*** DATA FOR THE TASK
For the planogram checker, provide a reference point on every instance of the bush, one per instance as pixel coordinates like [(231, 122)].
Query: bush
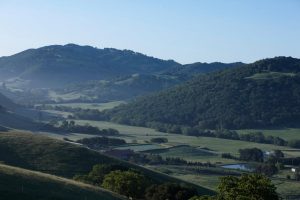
[(128, 183), (169, 191)]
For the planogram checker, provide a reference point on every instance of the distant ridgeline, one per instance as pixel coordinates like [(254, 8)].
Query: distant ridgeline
[(263, 94)]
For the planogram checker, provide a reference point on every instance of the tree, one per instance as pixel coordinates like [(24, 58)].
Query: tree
[(247, 187), (170, 191), (128, 183), (252, 154)]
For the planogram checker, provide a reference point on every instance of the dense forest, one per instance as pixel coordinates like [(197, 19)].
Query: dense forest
[(263, 94)]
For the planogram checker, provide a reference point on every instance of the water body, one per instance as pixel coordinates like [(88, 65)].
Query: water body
[(239, 166)]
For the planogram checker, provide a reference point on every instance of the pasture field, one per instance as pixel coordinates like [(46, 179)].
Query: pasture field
[(96, 106), (285, 133), (215, 144), (17, 183)]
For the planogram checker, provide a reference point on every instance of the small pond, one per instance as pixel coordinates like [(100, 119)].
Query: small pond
[(238, 166)]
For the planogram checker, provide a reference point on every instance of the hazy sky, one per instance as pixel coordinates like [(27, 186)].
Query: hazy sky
[(184, 30)]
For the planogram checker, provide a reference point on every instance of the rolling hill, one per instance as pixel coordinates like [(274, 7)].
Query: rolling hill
[(21, 184), (76, 73), (193, 69), (123, 88), (56, 65), (43, 154), (262, 94)]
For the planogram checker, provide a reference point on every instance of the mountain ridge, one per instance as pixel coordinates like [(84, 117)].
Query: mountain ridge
[(231, 98)]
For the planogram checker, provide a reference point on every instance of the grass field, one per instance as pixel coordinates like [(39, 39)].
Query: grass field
[(285, 133), (21, 184), (216, 144), (97, 106), (40, 153)]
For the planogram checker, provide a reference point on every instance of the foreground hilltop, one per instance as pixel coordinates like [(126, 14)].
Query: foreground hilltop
[(262, 94)]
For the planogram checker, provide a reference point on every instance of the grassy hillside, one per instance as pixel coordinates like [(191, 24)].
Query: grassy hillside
[(20, 184), (56, 65), (200, 68), (48, 155), (122, 88), (232, 98)]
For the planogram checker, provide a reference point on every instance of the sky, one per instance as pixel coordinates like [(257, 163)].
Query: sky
[(186, 31)]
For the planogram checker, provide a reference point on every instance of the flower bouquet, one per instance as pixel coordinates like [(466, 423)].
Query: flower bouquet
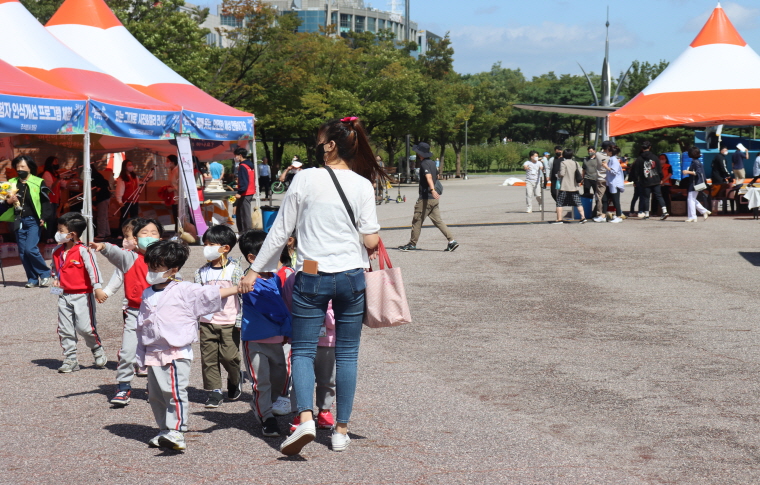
[(8, 190)]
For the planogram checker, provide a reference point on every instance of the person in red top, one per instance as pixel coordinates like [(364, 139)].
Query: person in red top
[(126, 191), (130, 260), (77, 278), (245, 190)]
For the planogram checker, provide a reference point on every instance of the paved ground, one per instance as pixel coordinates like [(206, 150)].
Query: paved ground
[(539, 353)]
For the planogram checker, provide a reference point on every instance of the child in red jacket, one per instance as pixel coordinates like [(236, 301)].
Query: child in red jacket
[(77, 278)]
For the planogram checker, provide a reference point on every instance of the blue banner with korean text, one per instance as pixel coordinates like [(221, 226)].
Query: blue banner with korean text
[(111, 120), (23, 115), (213, 127)]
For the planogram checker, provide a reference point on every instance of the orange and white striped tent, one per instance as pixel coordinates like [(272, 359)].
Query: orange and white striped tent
[(690, 92)]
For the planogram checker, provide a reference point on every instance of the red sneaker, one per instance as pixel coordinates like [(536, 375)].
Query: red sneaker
[(294, 424), (325, 420)]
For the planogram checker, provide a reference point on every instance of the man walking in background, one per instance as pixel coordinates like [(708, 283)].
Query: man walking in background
[(265, 178), (427, 204)]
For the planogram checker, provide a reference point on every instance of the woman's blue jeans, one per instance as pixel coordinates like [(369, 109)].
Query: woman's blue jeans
[(27, 238), (311, 294)]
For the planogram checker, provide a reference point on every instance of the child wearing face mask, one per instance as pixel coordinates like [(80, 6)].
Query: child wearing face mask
[(130, 261), (220, 331), (167, 326), (77, 277)]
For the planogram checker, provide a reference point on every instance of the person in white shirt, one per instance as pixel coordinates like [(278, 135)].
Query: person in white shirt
[(533, 168), (336, 237)]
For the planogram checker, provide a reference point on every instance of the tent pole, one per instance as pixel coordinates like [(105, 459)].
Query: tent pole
[(252, 150), (87, 186)]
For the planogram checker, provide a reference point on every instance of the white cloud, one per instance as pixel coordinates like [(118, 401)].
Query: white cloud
[(742, 17), (536, 49)]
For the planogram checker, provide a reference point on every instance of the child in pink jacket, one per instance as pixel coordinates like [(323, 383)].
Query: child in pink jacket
[(324, 364), (167, 326)]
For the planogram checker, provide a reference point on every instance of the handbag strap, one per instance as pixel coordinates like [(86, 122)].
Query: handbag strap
[(342, 195), (383, 259)]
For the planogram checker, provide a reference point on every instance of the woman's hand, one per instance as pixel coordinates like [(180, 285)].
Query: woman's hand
[(247, 282)]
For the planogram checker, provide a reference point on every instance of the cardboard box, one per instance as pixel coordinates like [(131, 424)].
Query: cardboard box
[(678, 208), (8, 250)]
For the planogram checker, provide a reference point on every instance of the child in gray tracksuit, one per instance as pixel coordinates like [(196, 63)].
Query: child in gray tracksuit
[(77, 278), (167, 327)]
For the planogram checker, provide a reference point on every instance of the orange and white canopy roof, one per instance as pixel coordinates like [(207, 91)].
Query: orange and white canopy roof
[(91, 29), (687, 94), (27, 45)]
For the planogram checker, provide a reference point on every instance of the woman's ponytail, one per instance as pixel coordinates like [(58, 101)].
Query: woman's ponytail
[(353, 147)]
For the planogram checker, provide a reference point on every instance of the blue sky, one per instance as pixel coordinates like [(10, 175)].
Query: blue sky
[(539, 36), (552, 35)]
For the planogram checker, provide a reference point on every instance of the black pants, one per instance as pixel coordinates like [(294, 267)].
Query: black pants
[(636, 195), (127, 212), (589, 188), (646, 195), (243, 214), (615, 202)]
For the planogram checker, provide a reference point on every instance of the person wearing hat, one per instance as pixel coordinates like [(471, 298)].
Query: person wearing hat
[(427, 204)]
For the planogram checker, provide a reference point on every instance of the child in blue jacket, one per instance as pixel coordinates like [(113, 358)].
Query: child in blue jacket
[(265, 328)]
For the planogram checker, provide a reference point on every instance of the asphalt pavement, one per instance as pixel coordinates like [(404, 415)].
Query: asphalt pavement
[(596, 353)]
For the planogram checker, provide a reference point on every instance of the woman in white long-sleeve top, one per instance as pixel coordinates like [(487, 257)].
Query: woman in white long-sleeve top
[(332, 210)]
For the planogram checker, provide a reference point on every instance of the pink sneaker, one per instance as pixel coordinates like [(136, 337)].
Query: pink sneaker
[(294, 424), (325, 420)]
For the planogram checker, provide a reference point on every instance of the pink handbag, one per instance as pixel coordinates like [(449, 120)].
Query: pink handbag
[(386, 304)]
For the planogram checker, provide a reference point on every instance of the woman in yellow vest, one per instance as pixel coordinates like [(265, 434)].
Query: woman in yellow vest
[(28, 210)]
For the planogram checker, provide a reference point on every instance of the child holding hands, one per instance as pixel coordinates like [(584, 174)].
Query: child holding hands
[(167, 326), (78, 283)]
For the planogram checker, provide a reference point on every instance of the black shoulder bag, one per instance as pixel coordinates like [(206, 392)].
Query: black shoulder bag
[(342, 195)]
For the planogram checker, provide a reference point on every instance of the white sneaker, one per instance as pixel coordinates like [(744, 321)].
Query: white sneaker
[(302, 436), (281, 406), (340, 441), (153, 442), (174, 440)]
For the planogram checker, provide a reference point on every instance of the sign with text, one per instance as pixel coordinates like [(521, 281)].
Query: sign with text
[(187, 179), (111, 120), (19, 114), (213, 127)]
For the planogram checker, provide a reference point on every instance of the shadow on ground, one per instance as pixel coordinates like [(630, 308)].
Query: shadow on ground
[(752, 258)]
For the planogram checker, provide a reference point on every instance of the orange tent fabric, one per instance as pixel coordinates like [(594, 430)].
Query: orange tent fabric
[(686, 94)]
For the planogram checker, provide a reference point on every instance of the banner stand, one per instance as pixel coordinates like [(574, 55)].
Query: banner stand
[(87, 180), (188, 195)]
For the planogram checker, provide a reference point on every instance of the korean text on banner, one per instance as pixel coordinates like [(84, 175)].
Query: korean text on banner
[(216, 127), (188, 179), (107, 119)]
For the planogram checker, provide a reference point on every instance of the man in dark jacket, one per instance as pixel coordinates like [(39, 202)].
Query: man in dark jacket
[(649, 176), (720, 173)]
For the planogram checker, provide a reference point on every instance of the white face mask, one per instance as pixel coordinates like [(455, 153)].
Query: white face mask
[(211, 253), (155, 278), (61, 237)]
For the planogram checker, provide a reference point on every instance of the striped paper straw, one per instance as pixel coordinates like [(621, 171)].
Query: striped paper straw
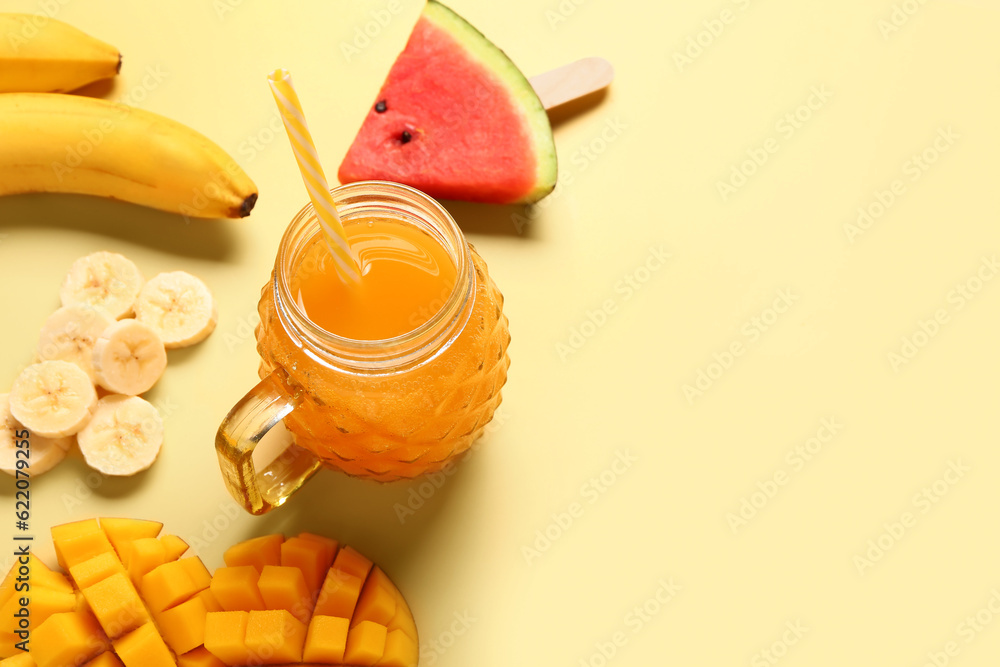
[(312, 174)]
******
#### REQUIREMENT
Please transcribe exactly the lines from the start of the records through the line containing "like [(46, 179)].", leaving the pictures out.

#### OUTPUT BELOW
For the planogram checker, provide a reference point on every instance of the bush, one per instance as pixel coordinates like [(231, 122)].
Query: bush
[(128, 183), (169, 191)]
For the planogram checker, provide a reference point on every instance of the distant ridgeline, one per instance as pixel coordinates like [(254, 8)].
Query: distant ridgeline
[(263, 94)]
For the planogram checker, provide a reference point on every instance of the tree, one per instance as pixel coordinates like [(24, 58)].
Query: tree
[(247, 187), (170, 191), (128, 183), (252, 154)]
For the planogram checker, provide a reference point on every instance of the dense forest, one per instance as pixel coordinates like [(197, 19)].
Query: dense forest
[(263, 94)]
For the planogram checker, provide a reference point on every instance of the water body, one per instance as pixel coordinates like [(88, 65)].
Query: water body
[(239, 166)]
For the planogram checker, provide a reference point on every instance of the pasture field, one per instance as pixel coordinates like [(46, 179)].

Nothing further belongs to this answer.